# [Try it]
The entries below are to be duplicated exactly, with nothing left out.

# [Exercise input]
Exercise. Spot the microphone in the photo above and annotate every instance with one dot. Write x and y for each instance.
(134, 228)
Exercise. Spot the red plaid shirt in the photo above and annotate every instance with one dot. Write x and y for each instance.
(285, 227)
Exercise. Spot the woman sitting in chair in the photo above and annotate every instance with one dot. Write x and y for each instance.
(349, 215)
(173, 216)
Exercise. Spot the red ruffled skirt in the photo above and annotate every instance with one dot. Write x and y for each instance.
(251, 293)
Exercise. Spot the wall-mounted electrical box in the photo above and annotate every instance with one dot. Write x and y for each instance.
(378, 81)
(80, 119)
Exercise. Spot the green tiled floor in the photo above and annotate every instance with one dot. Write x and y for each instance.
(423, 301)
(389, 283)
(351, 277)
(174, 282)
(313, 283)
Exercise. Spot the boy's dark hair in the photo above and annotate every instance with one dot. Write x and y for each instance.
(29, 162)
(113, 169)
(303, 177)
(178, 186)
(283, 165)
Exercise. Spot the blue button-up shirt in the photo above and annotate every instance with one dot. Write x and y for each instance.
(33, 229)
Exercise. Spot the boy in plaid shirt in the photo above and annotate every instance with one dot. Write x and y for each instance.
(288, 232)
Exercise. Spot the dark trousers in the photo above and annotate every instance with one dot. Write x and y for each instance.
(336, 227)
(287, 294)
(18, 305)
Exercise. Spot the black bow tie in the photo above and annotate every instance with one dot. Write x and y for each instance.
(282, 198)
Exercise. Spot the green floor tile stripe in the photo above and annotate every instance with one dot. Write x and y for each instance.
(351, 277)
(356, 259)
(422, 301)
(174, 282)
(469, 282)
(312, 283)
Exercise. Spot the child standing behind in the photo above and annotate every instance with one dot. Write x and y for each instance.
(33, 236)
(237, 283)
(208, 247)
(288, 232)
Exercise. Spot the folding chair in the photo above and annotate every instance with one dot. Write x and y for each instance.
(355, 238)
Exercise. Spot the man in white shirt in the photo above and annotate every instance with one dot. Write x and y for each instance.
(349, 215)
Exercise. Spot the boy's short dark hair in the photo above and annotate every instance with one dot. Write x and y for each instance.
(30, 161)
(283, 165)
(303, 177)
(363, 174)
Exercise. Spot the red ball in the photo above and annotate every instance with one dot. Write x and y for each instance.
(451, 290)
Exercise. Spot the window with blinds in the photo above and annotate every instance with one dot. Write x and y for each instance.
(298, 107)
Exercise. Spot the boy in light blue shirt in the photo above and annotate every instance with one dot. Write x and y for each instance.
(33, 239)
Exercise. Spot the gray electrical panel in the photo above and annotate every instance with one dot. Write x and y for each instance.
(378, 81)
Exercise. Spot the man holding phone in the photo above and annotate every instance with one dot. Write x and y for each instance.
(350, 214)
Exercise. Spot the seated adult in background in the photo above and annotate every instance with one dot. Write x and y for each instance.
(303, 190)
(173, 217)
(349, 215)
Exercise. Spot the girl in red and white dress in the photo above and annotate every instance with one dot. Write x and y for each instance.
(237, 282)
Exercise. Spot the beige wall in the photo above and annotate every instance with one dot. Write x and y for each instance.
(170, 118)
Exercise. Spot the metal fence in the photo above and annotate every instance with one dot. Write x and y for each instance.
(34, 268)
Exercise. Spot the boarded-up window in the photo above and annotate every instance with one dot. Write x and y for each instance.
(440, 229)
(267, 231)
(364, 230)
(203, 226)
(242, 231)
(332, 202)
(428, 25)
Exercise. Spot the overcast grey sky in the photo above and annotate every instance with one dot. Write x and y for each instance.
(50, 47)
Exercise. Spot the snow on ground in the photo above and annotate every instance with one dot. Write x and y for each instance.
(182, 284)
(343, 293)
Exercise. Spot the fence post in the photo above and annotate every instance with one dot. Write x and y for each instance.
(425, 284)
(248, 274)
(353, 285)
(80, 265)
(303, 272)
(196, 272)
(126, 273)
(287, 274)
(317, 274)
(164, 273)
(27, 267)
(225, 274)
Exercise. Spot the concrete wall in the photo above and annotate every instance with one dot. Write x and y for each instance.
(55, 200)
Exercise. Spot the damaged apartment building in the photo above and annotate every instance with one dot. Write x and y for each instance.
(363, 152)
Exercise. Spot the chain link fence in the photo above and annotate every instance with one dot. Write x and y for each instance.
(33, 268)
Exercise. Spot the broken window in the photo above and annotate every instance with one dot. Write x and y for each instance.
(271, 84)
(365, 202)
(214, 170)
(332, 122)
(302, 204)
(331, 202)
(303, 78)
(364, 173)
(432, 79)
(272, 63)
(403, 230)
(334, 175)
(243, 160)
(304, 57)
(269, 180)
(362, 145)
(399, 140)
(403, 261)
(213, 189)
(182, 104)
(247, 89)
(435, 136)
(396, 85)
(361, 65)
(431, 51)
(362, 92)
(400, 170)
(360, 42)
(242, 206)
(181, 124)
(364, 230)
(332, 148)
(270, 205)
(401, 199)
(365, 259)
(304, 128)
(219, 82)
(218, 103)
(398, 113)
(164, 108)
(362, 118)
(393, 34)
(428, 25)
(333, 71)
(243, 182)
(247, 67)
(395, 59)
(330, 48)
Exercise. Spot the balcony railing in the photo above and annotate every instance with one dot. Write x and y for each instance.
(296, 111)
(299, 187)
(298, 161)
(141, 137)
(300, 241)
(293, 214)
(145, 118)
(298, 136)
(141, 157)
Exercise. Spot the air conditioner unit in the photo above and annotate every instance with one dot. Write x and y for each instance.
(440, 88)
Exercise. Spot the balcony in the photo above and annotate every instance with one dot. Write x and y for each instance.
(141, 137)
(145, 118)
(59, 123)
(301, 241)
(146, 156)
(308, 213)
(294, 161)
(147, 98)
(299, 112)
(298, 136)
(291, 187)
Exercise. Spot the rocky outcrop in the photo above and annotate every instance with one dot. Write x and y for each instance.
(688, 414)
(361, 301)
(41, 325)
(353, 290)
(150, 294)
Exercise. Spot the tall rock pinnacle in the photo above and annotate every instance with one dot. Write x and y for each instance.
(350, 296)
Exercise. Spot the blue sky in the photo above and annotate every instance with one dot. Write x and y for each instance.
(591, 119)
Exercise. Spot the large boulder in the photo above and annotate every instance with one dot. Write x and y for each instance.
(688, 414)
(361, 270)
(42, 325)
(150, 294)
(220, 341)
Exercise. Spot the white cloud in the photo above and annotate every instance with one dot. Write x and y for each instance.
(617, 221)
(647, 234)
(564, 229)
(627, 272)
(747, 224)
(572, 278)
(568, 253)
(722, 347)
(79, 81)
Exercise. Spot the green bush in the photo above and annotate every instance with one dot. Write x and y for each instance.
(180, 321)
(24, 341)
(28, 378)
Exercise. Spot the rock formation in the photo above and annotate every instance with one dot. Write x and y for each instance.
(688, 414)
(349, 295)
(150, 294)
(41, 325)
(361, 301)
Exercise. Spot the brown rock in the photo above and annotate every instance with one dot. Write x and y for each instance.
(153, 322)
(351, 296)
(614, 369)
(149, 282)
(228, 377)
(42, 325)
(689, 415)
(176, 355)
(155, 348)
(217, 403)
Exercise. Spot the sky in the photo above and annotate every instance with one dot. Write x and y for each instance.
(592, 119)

# [Answer for this exercise]
Exercise. Spot the microphone in the photo above and annotate every instance with one dot. Write x and y for each instance.
(134, 228)
Exercise. Spot the red plaid shirt in the photo above and annotate every instance with one dot. Write x and y for each instance.
(285, 227)
Exercise. Spot the woman sitting in chair in the photo above and annotate every instance with one dot. Write x and y for each instance.
(349, 215)
(173, 216)
Exercise. Spot the red ruffled skirt in the photo above and annotate every instance with one dot. Write x and y for each instance.
(251, 293)
Exercise. Spot the wall-mounted electrical box in the photo above and annotate every instance with one dot. Write x and y for each instance.
(378, 81)
(80, 119)
Exercise. Spot the green tiled floor in the photo above and annotate every instance with one dot. Write x and y for each instance.
(423, 301)
(389, 283)
(351, 277)
(174, 282)
(313, 283)
Exercise. Spot the boy's dark hair in the photo above and annotate every instance with one dot. Write x and y for each instance.
(29, 162)
(113, 169)
(303, 177)
(178, 186)
(283, 165)
Exercise. Spot the blue button-up shirt in the photo above and annotate every instance with one dot. Write x and y for each instance.
(33, 229)
Exercise. Spot the boy in plaid shirt in the photo above and annotate every instance with one dot. Write x and y for each instance.
(288, 232)
Exercise. Spot the dark trousers in the photo above and annotate every instance with one dot. Write x and y for each instance.
(336, 227)
(287, 294)
(18, 305)
Exercise. Spot the black bow tie in the photo above and annotate every instance with one dot. Write x and y for each instance.
(282, 198)
Exercise. Spot the green floor tile stripe in the photo above and annotate every instance with one dot. Write x and y for each instance.
(351, 277)
(356, 259)
(422, 301)
(174, 282)
(469, 282)
(312, 283)
Exercise. Spot the child standing behind in the photo above and annotate every instance with one dot. Write x and y for each instance.
(33, 236)
(237, 283)
(208, 247)
(288, 232)
Exercise. Spot the folding chair in the photo above and annotate every instance with one dot. Write x and y for each instance.
(355, 238)
Exercise. Spot the man in white shirt in the photo above and annotate every instance with one dot. Write x and y for each instance.
(349, 215)
Exercise. Spot the boy's short dark hair in the photo above and annotate every instance with one dot. Write x and y for each instance.
(30, 161)
(283, 165)
(303, 177)
(363, 174)
Exercise. Spot the red ball in the photo above and annotate every instance with one dot. Write x and y for each instance.
(451, 290)
Exercise. Spot the window with blinds in the photo above and annotate every instance with one dot. Write x and y for each instance.
(298, 107)
Exercise. Spot the boy in light blue shirt in the photo above and annotate every instance with one dot. Write x and y for each instance.
(33, 239)
Exercise. Spot the gray electrical panel in the photo above and annotate every instance with one dot. Write x and y for each instance.
(378, 81)
Exercise. Spot the man holding phone in the photo above and annotate every instance with one dot. Write x and y for each instance.
(350, 214)
Exercise. Spot the seated adult in background in the photo above and annotate every instance with one dot. Write x and y for each instance.
(303, 190)
(173, 217)
(349, 215)
Exercise. Spot the girl in red and white dress in the photo above and annotate every instance with one dot. Write x and y for each instance.
(237, 282)
Exercise. Spot the beige wall in the photo above and annotate every instance with one dot. Write x and y for each instance.
(170, 118)
Exercise. Spot the metal fence in the photo above and annotate every instance with one dot. Write x and y for each instance.
(34, 268)
Exercise. Spot the boarded-up window in the photo above and annotate every instance with one dot. Write x and y for each instance.
(440, 229)
(267, 231)
(364, 230)
(203, 226)
(242, 231)
(332, 202)
(428, 25)
Exercise. Spot the overcast grey sky in the photo above and annotate every instance with one dot. Write x and y for each instance.
(50, 47)
Exercise. Spot the snow on ground in the photo above and annotate every instance with one dot. Write x and y for each instance.
(182, 284)
(343, 293)
Exercise. Spot the fence post in the photo above and annotate every instance with one dot. Write x and y for each instance.
(425, 284)
(248, 274)
(353, 285)
(80, 265)
(303, 272)
(196, 272)
(126, 273)
(287, 274)
(317, 274)
(164, 273)
(27, 267)
(225, 274)
Exercise. Spot the concrete wall in the photo above and annotate every instance with one dot. Write x and y for each instance.
(55, 200)
Exercise. Spot the damaged apartment building in the photo above and annotate every instance with one dot. Write x and y for each instance.
(363, 152)
Exercise. Spot the chain link fence in the photo above and annotate every instance with one dot. Write x and y for each instance.
(33, 268)
Exercise. Spot the broken window in the photo above and annotate every instance with one dot. Write x and y for each instance.
(271, 84)
(365, 202)
(214, 170)
(332, 122)
(302, 204)
(331, 202)
(303, 78)
(364, 173)
(432, 79)
(272, 63)
(403, 230)
(334, 175)
(243, 160)
(304, 57)
(269, 180)
(362, 145)
(399, 140)
(403, 261)
(213, 189)
(182, 104)
(247, 89)
(435, 136)
(396, 85)
(361, 65)
(431, 51)
(362, 92)
(400, 170)
(360, 42)
(242, 206)
(181, 124)
(364, 230)
(332, 148)
(270, 205)
(401, 199)
(365, 259)
(304, 128)
(219, 82)
(218, 103)
(398, 113)
(164, 108)
(362, 118)
(393, 34)
(428, 25)
(333, 71)
(243, 182)
(247, 67)
(395, 59)
(330, 48)
Exercise. Spot the balcony railing in the photo above and annotate every instance with one dot. Write x and y for each instance.
(296, 111)
(299, 187)
(298, 161)
(141, 137)
(300, 241)
(293, 214)
(145, 118)
(298, 136)
(141, 157)
Exercise. Spot the air conditioner unit in the photo above and annotate every instance with one dot. Write x and y for each instance.
(440, 88)
Exercise. Spot the balcony in the photo above and annotate every instance with one dot. Write x and y for each instance.
(141, 137)
(145, 118)
(59, 123)
(301, 241)
(146, 156)
(308, 213)
(294, 161)
(147, 98)
(299, 112)
(298, 136)
(291, 187)
Exercise. Spot the rocky outcrop in the photo above and annotate every instance with one dot. Write x and y for each instance.
(688, 414)
(361, 301)
(41, 325)
(353, 290)
(150, 294)
Exercise. Spot the tall rock pinnacle in the photo above and annotate every instance with one dot. Write x and y for each instance.
(350, 296)
Exercise. Spot the blue sky in the photo above and annotate every instance with one dot. Write x and y for each instance.
(591, 119)
Exercise. Spot the large boulder in the photo above and annotate every instance with one dot. Write x and y for each instance.
(688, 414)
(361, 270)
(42, 325)
(150, 294)
(220, 341)
Exercise. Spot the white cloud in the photo above and annotate every instance with one dot. Write x and y for each instance.
(617, 221)
(647, 234)
(564, 229)
(627, 272)
(747, 224)
(572, 278)
(568, 253)
(722, 347)
(79, 81)
Exercise. Spot the green bush in the photo above and annotate every instance with one dot. Write x and y for each instance.
(180, 321)
(24, 341)
(28, 378)
Exercise. Spot the rock formation in the photo above and annotate every instance with one dot. Write x and y for each instance.
(688, 414)
(349, 295)
(150, 294)
(41, 325)
(361, 301)
Exercise. Spot the brown rock in the photo above and annotate every instance with one dot. Write x and y for each instance.
(153, 322)
(351, 296)
(614, 369)
(149, 282)
(228, 377)
(42, 325)
(689, 415)
(176, 355)
(155, 348)
(217, 403)
Exercise. Spot the sky in the photo above and annotate every instance with one dot. Write x and y for each instance.
(592, 119)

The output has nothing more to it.